EXERCISE INSTRUCTIONS => Gather every line of the data below that contains the word "window". Copy each of those lines in full.

[Boundary labeling items]

----------

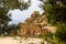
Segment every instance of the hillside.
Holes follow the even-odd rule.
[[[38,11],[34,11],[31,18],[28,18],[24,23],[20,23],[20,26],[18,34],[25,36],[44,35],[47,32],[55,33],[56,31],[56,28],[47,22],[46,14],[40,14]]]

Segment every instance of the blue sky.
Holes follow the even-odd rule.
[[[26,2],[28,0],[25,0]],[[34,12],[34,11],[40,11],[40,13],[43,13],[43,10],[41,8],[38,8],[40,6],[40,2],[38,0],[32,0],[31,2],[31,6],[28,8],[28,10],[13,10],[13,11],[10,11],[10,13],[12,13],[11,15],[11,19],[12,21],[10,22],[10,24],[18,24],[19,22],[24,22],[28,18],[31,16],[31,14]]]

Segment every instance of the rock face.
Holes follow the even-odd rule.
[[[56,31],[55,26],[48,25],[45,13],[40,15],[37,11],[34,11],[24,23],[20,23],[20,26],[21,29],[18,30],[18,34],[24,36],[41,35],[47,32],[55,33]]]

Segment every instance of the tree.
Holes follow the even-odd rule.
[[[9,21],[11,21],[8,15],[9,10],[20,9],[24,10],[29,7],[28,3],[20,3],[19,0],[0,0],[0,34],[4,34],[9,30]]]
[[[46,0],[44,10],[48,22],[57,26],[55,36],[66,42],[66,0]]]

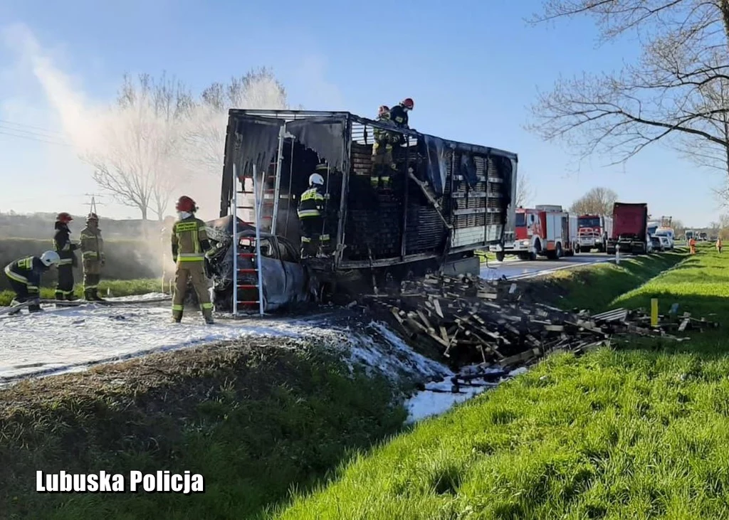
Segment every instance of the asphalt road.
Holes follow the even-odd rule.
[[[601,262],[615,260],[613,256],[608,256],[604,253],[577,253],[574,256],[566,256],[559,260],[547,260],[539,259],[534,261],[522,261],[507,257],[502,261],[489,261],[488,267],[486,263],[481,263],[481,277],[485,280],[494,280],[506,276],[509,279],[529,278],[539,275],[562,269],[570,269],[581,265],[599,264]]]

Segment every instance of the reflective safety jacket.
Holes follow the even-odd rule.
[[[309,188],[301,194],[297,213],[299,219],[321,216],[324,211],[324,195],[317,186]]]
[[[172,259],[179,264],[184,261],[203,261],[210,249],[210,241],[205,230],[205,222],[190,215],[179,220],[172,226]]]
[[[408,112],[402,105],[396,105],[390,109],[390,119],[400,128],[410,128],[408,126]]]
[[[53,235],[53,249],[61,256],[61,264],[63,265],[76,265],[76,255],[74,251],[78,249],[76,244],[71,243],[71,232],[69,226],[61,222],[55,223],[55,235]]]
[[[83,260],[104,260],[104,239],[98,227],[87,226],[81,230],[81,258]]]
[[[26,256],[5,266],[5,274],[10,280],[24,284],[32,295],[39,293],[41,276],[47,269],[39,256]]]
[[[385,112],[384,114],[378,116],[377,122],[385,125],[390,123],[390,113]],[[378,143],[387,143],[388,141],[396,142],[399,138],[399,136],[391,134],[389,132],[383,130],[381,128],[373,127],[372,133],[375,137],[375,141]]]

----------

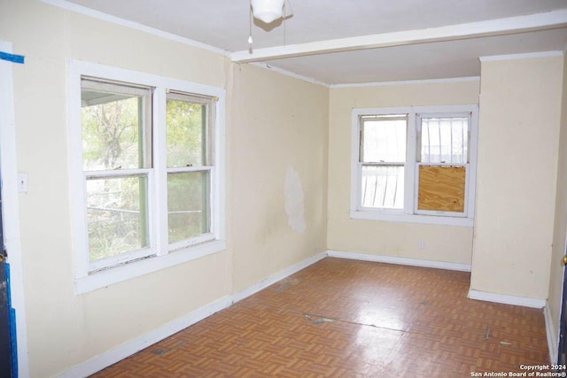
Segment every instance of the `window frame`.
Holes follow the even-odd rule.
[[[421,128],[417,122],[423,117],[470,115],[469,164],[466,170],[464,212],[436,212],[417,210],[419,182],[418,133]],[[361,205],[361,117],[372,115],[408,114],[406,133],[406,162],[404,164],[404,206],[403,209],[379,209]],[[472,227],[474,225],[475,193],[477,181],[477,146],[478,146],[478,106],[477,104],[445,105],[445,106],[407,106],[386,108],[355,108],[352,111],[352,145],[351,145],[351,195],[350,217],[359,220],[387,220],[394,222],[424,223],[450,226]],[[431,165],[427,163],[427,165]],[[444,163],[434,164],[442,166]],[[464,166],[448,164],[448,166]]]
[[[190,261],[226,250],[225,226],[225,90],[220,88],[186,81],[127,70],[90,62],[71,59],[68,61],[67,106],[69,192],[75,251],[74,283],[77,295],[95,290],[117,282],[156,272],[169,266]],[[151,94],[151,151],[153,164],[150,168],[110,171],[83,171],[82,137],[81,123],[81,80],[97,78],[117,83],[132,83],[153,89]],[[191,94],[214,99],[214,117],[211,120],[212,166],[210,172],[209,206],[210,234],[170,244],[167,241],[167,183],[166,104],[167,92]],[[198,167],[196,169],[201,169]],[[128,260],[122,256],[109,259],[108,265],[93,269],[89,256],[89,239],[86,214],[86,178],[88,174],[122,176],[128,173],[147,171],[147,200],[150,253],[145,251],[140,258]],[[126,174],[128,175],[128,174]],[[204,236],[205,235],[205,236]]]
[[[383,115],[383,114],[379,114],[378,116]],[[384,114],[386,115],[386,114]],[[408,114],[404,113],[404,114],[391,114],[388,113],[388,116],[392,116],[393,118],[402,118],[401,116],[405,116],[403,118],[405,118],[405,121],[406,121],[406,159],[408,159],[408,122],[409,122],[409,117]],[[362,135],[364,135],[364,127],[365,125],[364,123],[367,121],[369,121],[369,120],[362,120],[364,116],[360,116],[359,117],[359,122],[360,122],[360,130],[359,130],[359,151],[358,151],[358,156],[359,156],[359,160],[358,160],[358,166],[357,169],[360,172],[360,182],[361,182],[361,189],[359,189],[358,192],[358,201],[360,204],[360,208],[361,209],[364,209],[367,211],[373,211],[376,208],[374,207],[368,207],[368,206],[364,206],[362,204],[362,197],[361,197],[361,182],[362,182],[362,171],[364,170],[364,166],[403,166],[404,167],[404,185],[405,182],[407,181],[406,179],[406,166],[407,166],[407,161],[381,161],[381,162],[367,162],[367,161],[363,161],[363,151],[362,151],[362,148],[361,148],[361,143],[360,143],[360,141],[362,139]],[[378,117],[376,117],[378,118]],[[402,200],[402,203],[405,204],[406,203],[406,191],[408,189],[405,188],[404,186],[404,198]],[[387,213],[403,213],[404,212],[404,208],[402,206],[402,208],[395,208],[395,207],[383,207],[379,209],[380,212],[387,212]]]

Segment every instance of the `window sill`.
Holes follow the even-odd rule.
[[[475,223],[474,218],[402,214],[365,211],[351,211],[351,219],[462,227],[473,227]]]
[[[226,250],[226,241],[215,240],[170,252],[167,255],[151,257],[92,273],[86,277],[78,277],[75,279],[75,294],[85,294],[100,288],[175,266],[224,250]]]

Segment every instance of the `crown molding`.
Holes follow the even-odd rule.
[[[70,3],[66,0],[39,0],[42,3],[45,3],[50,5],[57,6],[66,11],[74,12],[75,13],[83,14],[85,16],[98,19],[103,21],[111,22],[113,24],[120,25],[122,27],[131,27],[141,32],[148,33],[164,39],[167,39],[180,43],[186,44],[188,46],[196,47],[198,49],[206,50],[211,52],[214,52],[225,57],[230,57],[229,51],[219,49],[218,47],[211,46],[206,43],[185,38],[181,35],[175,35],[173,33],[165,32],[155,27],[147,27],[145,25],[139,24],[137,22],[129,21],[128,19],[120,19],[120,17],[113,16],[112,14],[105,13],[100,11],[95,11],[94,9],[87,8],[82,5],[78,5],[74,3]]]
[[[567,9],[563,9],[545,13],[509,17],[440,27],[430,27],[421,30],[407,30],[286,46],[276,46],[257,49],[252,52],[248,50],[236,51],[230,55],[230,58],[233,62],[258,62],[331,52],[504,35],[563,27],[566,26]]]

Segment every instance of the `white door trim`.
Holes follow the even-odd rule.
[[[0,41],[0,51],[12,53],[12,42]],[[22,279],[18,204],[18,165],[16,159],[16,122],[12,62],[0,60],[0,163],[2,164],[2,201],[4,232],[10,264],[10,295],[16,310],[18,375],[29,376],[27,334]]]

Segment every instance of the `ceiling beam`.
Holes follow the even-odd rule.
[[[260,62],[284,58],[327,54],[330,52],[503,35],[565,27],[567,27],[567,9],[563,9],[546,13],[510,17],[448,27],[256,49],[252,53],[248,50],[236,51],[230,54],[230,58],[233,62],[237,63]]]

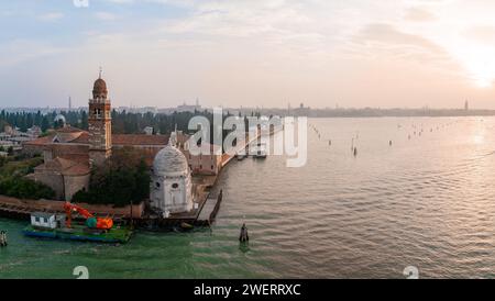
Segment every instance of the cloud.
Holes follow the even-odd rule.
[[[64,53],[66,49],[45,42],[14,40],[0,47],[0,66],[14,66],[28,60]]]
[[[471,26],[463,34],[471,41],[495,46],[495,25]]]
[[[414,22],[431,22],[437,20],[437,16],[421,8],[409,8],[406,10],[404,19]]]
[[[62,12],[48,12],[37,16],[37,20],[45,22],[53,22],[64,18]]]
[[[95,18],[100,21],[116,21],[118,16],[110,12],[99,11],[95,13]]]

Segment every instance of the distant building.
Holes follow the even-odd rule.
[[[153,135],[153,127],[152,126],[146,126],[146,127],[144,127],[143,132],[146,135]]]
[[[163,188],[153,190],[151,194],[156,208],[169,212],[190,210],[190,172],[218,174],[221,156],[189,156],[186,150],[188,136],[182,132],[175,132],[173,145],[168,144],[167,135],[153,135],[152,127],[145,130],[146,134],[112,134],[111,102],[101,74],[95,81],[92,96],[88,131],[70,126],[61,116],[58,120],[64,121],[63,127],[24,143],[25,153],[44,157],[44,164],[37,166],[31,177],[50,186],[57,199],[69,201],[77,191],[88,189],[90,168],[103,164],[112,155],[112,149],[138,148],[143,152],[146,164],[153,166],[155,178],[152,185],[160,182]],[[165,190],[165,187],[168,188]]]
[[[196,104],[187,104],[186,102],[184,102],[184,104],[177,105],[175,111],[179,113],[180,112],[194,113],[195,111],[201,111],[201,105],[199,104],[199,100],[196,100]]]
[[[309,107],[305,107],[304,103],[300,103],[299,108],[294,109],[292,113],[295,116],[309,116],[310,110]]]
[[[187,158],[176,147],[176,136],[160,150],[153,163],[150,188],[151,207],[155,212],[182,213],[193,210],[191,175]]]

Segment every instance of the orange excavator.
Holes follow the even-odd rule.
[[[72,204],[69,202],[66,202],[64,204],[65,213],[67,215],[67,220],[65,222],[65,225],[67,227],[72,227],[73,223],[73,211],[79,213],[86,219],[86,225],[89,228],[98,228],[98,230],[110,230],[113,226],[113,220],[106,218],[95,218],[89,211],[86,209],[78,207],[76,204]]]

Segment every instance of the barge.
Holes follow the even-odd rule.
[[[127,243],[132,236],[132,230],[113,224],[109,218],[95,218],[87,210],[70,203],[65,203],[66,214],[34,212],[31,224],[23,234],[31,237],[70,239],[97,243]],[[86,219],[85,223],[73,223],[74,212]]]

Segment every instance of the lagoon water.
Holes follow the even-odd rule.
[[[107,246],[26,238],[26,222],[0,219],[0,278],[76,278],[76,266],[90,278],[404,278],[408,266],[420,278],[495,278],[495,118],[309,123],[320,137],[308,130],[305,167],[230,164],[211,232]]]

----------

ANSWER TO THE PROBLEM =>
Segment every instance of the `window frame`.
Segment every instance of the `window sill`.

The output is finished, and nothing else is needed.